# start of Exercise input

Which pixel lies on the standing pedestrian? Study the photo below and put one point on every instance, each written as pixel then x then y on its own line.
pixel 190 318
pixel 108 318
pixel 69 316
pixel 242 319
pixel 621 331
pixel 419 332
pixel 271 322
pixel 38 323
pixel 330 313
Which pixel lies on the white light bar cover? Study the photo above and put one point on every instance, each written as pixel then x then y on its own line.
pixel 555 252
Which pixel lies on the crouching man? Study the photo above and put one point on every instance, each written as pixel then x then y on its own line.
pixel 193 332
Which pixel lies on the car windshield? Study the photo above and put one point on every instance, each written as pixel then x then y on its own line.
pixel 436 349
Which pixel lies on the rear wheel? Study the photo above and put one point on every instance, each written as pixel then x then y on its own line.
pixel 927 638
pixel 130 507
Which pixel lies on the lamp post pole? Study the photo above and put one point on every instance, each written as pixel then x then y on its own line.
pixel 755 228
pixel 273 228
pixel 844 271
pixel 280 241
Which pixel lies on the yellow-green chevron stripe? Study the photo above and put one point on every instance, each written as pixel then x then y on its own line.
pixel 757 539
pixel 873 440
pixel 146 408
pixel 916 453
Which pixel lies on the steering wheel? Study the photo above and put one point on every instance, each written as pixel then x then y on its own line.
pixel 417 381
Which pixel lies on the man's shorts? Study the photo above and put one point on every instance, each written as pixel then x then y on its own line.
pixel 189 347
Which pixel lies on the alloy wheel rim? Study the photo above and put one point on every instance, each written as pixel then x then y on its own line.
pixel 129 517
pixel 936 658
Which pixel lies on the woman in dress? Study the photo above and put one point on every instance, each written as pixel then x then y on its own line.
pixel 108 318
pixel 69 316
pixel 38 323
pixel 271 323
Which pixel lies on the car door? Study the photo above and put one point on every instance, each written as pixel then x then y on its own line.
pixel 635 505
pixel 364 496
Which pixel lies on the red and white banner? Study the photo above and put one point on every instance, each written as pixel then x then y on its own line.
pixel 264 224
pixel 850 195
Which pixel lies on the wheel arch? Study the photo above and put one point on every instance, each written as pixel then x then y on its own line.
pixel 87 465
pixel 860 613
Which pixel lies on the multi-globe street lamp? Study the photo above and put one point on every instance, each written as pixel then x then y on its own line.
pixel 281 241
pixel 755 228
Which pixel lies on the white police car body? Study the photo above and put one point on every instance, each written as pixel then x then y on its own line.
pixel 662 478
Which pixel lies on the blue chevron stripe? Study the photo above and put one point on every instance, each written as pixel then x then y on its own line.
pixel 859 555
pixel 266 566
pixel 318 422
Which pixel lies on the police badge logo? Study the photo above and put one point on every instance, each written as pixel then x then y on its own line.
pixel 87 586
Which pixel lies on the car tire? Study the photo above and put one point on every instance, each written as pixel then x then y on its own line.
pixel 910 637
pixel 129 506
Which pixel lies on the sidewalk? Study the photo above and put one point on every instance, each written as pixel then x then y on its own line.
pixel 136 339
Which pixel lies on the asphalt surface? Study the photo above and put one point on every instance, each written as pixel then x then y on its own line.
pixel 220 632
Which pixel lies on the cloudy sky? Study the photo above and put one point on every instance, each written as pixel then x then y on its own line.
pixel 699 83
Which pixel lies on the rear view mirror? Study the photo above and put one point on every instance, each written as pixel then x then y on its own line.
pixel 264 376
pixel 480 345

# end of Exercise input

▶ _Task requirements_: Put every line of the entries above into one numbered list, leaving out any blank lines.

▶ _Completed task_:
1. Which pixel lies on the standing pedestrian? Study the photo below and put one point on every instance, each written as pixel then x then y on its own line.
2. pixel 190 318
3. pixel 108 318
4. pixel 69 316
5. pixel 242 319
6. pixel 621 331
7. pixel 419 332
8. pixel 271 322
9. pixel 38 323
10. pixel 330 313
11. Which pixel lies on the white light bar cover? Study the photo above and put one point on every instance, each written as pixel then x then y on its own line.
12. pixel 555 252
13. Which pixel lies on the crouching man? Study the photo above and put one point on every instance, each written as pixel then x then y on its own line.
14. pixel 193 332
15. Which pixel lies on the car windshield? Study the photo above and put one point on every instance, each written as pixel then x then y on its own line.
16. pixel 436 349
17. Which pixel lies on the rear wheel? Study the photo above and put one point on every instance, each written as pixel then x then y on its own line.
18. pixel 927 638
19. pixel 130 507
20. Which pixel lies on the lamp post pole? Study the photo above and put one point on every instance, each written as pixel then x then y on its own line.
21. pixel 755 228
22. pixel 273 228
23. pixel 844 271
24. pixel 280 241
25. Which pixel lies on the yellow-green chevron stripe? Study the photo above and put one point on every instance, each written as pixel then x then y on its own line.
26. pixel 757 539
27. pixel 873 440
28. pixel 146 408
29. pixel 916 453
30. Which pixel lies on the steering wheel? Study the photo above and put one point on every instance, each written as pixel then x then y on its own line.
31. pixel 417 381
32. Which pixel lies on the man's shorts? Study the photo above and put one point on every instance, each written as pixel then x then y on its own line.
33. pixel 189 347
34. Which pixel lies on the alloy wheel rim? Study the photo above and put one point on every instance, each written as pixel then x then y on its own line.
35. pixel 129 517
36. pixel 936 658
37. Which pixel lies on the woman in dress? Study the photo above and put one point on every instance, each written as pixel then x then y on its own line.
38. pixel 108 318
39. pixel 69 316
40. pixel 38 323
41. pixel 271 323
42. Which pixel lies on the car door? Study the photo above and put one point on every instance, each written as pixel then x then y on its own line.
43. pixel 635 505
44. pixel 364 496
45. Which pixel lies on the red and white banner? Study the photo above and put one point on every instance, each written as pixel then x then y on its own line.
46. pixel 264 224
47. pixel 850 195
48. Which pixel lies on the wheel arch? Study the photo above and put one point on every instance, each written as pixel then x then y on its own line.
49. pixel 87 465
50. pixel 860 613
51. Which pixel lies on the multi-globe street lamp? Study the photo above and put one point on every instance, each written as pixel then x then y on its own line.
52. pixel 281 241
53. pixel 755 228
54. Which pixel lies on the white police car body? Study the photo above and put one point on every instance, each written as pixel then x then y on its own line.
55. pixel 662 478
56. Which pixel lies on the blue chevron stripe? Study the photo above and put one point on every instance, each written as pixel then x then y on its own line.
57. pixel 859 555
58. pixel 266 566
59. pixel 318 422
60. Which pixel lies on the police badge logo? Study the photo above and put one point on every instance, each written as pixel then x then y on its own line.
61. pixel 87 586
62. Which pixel lies on the car tire? Study the photo above and put one point on every instance, each written as pixel then x then y on its own line.
63. pixel 910 637
64. pixel 129 506
65. Which pixel lies on the sidewalk? Study the photo above and put one point on every instance, each written as pixel then x then y on its own line.
66. pixel 136 339
67. Which pixel lies on the asphalt surface? Study the photo above and put one point on every instance, each written as pixel then x then y on its own line.
68. pixel 220 632
69. Which pixel lies on the cloudy sky? Study the photo above and put one point on every instance, each written as pixel then x then y on its own line.
70. pixel 699 83
71. Which pixel lies on the rear view mirror? Study the photo above and put one point on every instance, each written as pixel then x then y on its own line.
72. pixel 264 376
73. pixel 480 345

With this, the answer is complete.